WHAT NEEDS TO BE DONE: In your copy, leave out all pictures and reproduce every entry exactly.

RECORDS FOR THIS TASK:

──────────────────────────────

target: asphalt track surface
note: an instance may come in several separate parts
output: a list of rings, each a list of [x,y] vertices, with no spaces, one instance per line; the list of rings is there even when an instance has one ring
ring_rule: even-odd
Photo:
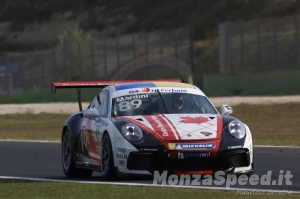
[[[47,178],[51,180],[74,180],[64,176],[61,166],[60,143],[49,142],[16,142],[0,141],[0,176]],[[281,191],[300,191],[300,148],[294,147],[255,147],[254,148],[255,173],[259,176],[272,171],[272,181],[278,180],[279,170],[291,171],[292,185],[234,185],[231,188],[265,189]],[[78,181],[101,182],[99,172],[94,172],[89,179],[75,179]],[[120,177],[117,183],[153,184],[149,176]],[[201,183],[201,186],[202,183]],[[212,186],[215,186],[214,184]],[[225,187],[225,185],[219,186]]]

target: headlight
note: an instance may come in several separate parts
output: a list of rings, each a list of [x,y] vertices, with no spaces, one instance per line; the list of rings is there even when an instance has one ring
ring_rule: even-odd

──────────────────────────────

SOLUTION FOR THIS TASK:
target: asphalt track surface
note: an instance may come in several separate parts
output: a list of rings, each a list of [x,y] vertices, with no spaces, one instance per line; the list of rings is there even when an instance has one ring
ring_rule: even-odd
Photo:
[[[47,178],[51,180],[74,180],[64,176],[61,166],[60,143],[49,142],[16,142],[0,141],[0,176]],[[281,191],[300,191],[300,148],[294,147],[255,147],[254,148],[255,173],[259,176],[272,171],[272,181],[278,180],[279,170],[291,171],[292,185],[234,185],[231,188],[265,189]],[[78,181],[101,182],[99,172],[94,172],[89,179],[75,179]],[[120,177],[117,183],[153,184],[149,176]],[[201,183],[201,186],[202,183]],[[212,186],[215,186],[214,184]],[[225,187],[225,185],[219,186]]]

target: headlight
note: an instance may come in several separate parts
output: a list of rings, each a list of [x,y] vertices, with no spaces, one instance per line; the list of rings is there even when an instance has one ring
ring_rule: even-odd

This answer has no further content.